# INPUT RECORDS

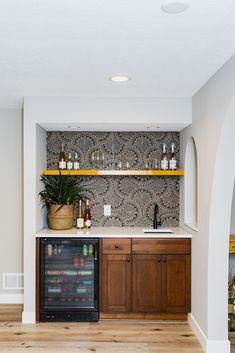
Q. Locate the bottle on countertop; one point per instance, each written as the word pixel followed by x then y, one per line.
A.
pixel 70 162
pixel 62 158
pixel 80 219
pixel 76 163
pixel 164 159
pixel 172 159
pixel 84 250
pixel 87 216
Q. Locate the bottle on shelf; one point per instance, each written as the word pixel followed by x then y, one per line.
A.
pixel 87 216
pixel 62 158
pixel 172 159
pixel 80 219
pixel 76 163
pixel 70 162
pixel 164 159
pixel 84 250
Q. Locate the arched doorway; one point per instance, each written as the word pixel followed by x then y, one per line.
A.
pixel 219 231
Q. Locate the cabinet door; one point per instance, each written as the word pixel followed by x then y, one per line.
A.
pixel 116 283
pixel 146 288
pixel 176 283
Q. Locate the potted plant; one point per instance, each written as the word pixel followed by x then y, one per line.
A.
pixel 59 196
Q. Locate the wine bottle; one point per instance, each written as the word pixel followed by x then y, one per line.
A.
pixel 62 158
pixel 76 164
pixel 80 220
pixel 70 162
pixel 164 159
pixel 172 161
pixel 87 216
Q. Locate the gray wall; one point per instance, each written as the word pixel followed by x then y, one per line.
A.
pixel 11 207
pixel 132 198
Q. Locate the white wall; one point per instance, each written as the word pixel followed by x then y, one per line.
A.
pixel 109 113
pixel 232 224
pixel 211 107
pixel 11 206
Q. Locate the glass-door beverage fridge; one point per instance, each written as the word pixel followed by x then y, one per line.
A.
pixel 69 279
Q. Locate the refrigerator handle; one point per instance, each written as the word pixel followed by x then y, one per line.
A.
pixel 95 258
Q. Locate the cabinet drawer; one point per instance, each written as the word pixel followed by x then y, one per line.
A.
pixel 161 246
pixel 116 246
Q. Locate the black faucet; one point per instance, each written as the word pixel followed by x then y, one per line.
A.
pixel 155 222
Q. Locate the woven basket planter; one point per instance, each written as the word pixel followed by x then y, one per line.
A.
pixel 60 218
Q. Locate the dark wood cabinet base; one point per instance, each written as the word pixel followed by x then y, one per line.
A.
pixel 145 316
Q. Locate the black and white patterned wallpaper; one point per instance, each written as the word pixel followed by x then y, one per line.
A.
pixel 132 198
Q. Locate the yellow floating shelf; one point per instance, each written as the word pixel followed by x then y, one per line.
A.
pixel 89 172
pixel 232 244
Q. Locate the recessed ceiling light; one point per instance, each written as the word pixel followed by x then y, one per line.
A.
pixel 73 127
pixel 119 78
pixel 153 127
pixel 174 7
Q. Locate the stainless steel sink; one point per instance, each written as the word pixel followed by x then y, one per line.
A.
pixel 159 230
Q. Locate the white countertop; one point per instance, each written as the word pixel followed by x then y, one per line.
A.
pixel 114 232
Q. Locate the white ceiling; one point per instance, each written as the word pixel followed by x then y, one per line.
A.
pixel 71 47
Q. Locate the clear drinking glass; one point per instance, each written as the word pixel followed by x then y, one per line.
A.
pixel 147 164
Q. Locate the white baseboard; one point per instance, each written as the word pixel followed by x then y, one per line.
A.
pixel 11 299
pixel 28 317
pixel 209 346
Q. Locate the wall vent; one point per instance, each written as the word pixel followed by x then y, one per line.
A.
pixel 13 281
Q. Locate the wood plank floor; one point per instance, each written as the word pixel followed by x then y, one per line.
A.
pixel 106 336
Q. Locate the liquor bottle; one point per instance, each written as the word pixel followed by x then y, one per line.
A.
pixel 76 164
pixel 87 216
pixel 70 162
pixel 62 158
pixel 172 160
pixel 164 159
pixel 80 219
pixel 90 250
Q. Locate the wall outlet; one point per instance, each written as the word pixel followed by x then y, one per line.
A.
pixel 107 210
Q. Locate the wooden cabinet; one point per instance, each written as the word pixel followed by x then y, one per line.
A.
pixel 116 275
pixel 176 283
pixel 161 283
pixel 146 276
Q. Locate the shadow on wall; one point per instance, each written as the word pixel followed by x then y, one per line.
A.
pixel 219 232
pixel 191 185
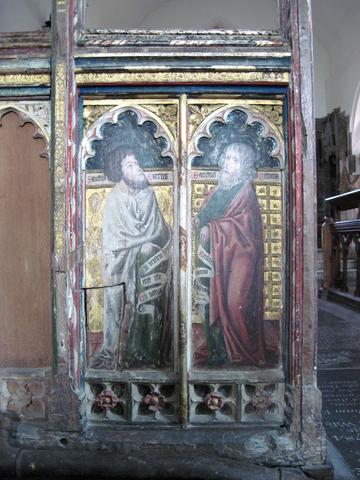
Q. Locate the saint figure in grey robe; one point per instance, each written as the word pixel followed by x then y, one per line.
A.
pixel 136 270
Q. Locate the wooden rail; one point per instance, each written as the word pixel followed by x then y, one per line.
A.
pixel 339 239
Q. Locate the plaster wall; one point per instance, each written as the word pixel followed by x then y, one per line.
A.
pixel 344 71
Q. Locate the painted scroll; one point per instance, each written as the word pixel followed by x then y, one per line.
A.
pixel 129 240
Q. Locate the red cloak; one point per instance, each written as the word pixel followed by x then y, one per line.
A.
pixel 237 288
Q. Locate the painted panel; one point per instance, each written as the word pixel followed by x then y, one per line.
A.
pixel 130 156
pixel 236 156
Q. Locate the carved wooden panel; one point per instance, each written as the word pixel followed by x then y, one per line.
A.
pixel 25 281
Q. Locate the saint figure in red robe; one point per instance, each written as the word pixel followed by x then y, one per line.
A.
pixel 229 273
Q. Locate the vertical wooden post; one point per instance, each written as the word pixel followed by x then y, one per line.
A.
pixel 312 433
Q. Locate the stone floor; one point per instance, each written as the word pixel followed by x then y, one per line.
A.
pixel 339 381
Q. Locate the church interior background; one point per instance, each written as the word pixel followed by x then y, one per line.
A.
pixel 197 347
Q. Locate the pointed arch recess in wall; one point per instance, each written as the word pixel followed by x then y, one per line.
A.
pixel 25 236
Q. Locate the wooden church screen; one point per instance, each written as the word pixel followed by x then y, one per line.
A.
pixel 184 265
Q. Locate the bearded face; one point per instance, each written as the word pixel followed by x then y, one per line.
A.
pixel 133 174
pixel 237 159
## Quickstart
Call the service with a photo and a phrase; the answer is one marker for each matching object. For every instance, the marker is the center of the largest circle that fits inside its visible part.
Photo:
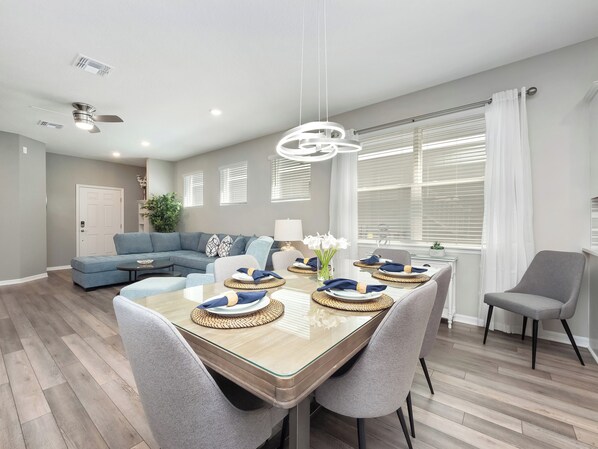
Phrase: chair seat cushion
(532, 306)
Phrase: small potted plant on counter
(437, 250)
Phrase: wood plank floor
(65, 382)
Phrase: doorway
(100, 215)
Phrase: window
(424, 184)
(233, 184)
(291, 180)
(193, 189)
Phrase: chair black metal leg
(425, 368)
(410, 413)
(572, 340)
(488, 318)
(534, 342)
(404, 427)
(361, 432)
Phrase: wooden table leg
(299, 425)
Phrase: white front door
(100, 216)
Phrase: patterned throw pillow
(212, 246)
(225, 246)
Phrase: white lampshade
(288, 230)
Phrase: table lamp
(288, 231)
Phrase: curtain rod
(478, 104)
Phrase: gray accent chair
(226, 266)
(184, 404)
(397, 255)
(281, 260)
(548, 290)
(379, 381)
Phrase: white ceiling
(174, 60)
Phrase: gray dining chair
(379, 380)
(283, 259)
(184, 405)
(397, 255)
(224, 267)
(548, 290)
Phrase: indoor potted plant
(164, 212)
(437, 250)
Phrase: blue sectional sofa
(185, 249)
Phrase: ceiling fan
(85, 118)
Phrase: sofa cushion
(203, 242)
(165, 241)
(133, 243)
(238, 246)
(212, 246)
(190, 240)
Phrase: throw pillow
(212, 246)
(225, 246)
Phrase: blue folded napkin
(373, 259)
(232, 298)
(399, 267)
(350, 284)
(258, 274)
(312, 262)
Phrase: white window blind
(424, 184)
(233, 184)
(193, 189)
(291, 180)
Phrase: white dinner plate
(239, 309)
(352, 295)
(244, 277)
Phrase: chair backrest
(185, 407)
(556, 275)
(224, 267)
(397, 255)
(443, 279)
(260, 248)
(380, 379)
(283, 259)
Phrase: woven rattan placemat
(271, 283)
(268, 314)
(381, 303)
(406, 280)
(301, 270)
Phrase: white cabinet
(450, 306)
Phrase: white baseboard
(22, 280)
(61, 267)
(582, 342)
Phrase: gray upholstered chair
(379, 381)
(224, 267)
(548, 290)
(397, 255)
(283, 259)
(185, 407)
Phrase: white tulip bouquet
(325, 246)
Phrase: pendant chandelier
(319, 140)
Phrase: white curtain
(343, 201)
(507, 238)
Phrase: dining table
(284, 361)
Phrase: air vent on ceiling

# GOAL OF THE EXERCISE
Show every line of the listing containing the string "saint" by copying it.

# SOLUTION
Q. Locate the saint figure in grey robe; one point per instance, each written as the word pixel followed by x then y, one per line.
Q. Locate the saint figure in red robe; one point per instance, each written as the word pixel followed by x then y, one per line.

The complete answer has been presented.